** START OF Listed records **
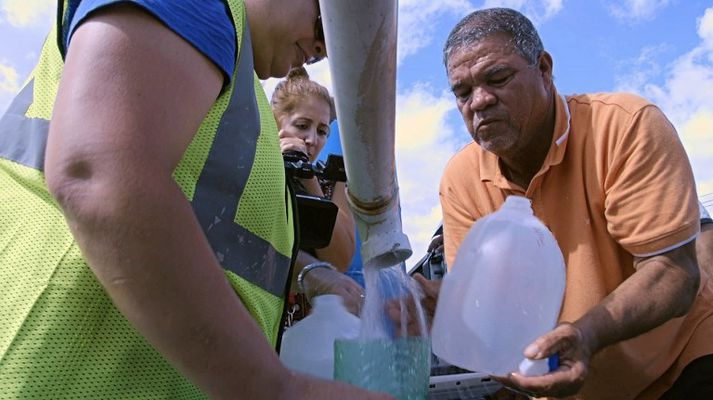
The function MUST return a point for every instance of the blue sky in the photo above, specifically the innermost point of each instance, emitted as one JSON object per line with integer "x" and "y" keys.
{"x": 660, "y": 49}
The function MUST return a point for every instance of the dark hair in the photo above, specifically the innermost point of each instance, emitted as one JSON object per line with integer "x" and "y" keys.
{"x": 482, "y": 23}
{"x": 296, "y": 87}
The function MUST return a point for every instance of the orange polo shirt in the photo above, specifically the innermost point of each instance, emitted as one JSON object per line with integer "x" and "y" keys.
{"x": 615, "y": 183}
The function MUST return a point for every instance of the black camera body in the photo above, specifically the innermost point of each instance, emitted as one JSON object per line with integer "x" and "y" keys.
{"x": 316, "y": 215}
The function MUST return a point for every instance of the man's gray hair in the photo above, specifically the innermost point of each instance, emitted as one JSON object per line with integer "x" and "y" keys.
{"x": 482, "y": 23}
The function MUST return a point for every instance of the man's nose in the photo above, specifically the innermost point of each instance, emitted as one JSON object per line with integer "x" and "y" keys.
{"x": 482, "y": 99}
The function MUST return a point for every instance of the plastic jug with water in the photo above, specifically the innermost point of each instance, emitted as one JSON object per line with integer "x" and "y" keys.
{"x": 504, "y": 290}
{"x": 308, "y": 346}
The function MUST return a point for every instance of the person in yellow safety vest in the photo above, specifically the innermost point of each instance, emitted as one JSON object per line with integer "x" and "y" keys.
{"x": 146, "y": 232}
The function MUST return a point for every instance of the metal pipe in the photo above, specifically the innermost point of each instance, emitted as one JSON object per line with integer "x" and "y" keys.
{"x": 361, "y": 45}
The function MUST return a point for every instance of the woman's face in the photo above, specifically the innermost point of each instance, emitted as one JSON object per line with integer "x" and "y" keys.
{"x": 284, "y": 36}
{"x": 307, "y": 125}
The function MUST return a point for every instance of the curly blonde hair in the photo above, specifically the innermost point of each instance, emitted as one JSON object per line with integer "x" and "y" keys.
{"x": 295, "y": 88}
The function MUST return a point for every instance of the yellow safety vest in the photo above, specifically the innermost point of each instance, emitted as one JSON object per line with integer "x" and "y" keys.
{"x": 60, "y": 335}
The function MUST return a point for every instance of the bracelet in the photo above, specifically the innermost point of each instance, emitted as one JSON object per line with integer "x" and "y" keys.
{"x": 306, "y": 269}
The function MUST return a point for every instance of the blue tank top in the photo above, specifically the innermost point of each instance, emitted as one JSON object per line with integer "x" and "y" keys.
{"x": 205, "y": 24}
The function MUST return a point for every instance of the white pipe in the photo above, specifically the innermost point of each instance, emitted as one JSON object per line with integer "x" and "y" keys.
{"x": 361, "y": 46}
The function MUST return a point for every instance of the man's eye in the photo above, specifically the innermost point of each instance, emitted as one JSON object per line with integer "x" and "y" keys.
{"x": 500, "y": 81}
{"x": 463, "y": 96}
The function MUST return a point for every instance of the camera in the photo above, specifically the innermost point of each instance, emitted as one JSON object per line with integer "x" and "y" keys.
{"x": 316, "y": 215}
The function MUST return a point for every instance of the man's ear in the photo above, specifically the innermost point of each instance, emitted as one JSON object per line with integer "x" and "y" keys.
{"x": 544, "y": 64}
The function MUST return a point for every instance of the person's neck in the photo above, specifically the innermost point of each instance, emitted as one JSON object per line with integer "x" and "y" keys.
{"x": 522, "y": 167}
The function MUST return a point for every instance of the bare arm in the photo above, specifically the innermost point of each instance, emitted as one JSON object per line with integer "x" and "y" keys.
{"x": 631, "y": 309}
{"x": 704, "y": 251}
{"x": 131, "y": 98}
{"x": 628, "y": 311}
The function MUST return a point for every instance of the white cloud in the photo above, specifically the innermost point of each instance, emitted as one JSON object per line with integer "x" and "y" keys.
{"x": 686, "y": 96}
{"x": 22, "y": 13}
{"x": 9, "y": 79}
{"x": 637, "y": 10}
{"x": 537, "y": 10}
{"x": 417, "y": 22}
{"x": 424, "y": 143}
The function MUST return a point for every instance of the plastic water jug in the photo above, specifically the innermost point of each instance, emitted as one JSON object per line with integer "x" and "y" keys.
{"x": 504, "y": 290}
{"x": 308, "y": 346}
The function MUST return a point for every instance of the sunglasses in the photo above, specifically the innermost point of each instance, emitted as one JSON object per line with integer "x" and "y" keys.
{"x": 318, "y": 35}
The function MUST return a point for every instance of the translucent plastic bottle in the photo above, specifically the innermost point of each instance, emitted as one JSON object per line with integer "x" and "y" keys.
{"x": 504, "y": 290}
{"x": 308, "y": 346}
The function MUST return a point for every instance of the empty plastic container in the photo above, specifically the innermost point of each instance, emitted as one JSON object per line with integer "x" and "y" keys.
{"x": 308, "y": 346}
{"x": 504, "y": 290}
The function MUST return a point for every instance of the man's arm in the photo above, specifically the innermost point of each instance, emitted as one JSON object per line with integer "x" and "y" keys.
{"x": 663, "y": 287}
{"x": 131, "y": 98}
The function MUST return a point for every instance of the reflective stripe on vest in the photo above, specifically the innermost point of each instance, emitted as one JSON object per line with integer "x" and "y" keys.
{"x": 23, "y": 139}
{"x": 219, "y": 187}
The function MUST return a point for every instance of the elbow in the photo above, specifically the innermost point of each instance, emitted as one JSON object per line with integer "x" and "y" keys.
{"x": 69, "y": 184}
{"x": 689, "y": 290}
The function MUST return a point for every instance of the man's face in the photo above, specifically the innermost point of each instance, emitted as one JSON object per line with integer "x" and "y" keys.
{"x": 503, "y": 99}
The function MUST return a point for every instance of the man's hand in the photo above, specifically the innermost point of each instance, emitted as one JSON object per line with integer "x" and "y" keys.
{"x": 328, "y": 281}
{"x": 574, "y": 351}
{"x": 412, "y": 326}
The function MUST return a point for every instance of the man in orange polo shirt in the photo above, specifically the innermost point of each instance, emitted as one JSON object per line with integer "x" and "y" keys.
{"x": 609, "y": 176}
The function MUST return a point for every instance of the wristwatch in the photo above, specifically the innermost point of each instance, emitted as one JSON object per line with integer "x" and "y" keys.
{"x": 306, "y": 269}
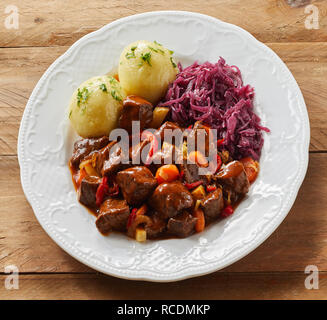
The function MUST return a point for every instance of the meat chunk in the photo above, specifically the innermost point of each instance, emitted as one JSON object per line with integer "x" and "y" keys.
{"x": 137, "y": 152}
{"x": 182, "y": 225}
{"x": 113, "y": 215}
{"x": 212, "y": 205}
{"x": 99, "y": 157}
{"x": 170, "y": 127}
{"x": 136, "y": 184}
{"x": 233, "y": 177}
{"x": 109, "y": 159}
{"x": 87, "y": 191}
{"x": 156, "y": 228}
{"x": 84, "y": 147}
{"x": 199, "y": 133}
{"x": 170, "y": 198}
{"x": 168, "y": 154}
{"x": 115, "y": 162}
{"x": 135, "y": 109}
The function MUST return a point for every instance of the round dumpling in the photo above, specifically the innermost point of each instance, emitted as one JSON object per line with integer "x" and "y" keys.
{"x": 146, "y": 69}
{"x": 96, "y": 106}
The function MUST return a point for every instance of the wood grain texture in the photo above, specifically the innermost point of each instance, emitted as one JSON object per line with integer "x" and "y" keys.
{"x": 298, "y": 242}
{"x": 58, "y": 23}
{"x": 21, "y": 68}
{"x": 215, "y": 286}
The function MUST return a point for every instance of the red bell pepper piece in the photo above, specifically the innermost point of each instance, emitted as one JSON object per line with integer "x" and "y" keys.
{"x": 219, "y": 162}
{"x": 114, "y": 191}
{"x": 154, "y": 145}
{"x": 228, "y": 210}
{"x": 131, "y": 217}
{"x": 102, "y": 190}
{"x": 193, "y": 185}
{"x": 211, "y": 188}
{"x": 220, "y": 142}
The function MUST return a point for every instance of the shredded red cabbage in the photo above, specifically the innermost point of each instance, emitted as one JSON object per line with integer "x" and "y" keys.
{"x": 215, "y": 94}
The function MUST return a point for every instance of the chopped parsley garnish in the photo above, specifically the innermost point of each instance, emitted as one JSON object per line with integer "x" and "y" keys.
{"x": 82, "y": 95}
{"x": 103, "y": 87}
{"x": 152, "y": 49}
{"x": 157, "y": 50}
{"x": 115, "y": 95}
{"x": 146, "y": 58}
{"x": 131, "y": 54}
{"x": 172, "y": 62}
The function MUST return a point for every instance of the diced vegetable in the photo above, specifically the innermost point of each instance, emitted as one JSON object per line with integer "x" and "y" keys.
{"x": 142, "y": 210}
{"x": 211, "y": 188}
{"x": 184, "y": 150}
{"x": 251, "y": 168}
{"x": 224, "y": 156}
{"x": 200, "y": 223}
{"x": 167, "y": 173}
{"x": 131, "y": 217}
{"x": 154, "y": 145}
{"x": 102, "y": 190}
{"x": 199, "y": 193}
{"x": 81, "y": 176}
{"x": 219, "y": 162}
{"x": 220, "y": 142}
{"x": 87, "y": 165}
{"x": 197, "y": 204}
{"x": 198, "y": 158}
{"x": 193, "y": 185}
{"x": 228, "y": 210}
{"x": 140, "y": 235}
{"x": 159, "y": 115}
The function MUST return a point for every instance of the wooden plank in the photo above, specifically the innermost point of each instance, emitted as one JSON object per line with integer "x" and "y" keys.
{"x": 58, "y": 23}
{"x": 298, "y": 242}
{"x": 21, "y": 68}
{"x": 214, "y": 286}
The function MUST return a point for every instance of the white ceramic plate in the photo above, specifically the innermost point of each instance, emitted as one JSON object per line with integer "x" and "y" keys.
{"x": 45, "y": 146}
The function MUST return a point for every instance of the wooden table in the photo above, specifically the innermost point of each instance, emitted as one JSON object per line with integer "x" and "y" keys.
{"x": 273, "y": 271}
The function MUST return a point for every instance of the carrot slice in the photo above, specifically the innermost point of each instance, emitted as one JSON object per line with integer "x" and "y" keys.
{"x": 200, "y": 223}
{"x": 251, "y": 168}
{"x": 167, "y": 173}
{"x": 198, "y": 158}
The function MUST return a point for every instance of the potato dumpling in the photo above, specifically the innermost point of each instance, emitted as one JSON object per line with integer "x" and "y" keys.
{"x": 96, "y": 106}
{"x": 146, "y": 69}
** END OF Listed records **
▶ [The exercise]:
Repeat, word for word, every line from the line that contains "the white ceramic" to the end of the entries; include both of those lines and no others.

▶ [Full output]:
The function MUST return a point for every instance of the white ceramic plate in the photo above, specifically the innermost point of each instance, emitted as one JSON object per line with integer "x" and "y" keys.
{"x": 45, "y": 146}
The function MUST return a point for every instance of the wooden table in the photo above, specifically the innermost point of each instance, emitted as one JSON object per line with integer "x" and "y" keys.
{"x": 273, "y": 271}
The function MUST return a point for every instance of the carrot slice in the photo above, specifically the innermost point of each instance, emitted as one JSON object per line with integer "x" and "y" keys.
{"x": 200, "y": 223}
{"x": 251, "y": 168}
{"x": 167, "y": 173}
{"x": 198, "y": 158}
The function MUST return a point for every instance of the potato dumpling in the photo above, specifically the innermost point of each instance, emitted as one JSON object per line with integer "x" and "y" keys.
{"x": 96, "y": 106}
{"x": 146, "y": 69}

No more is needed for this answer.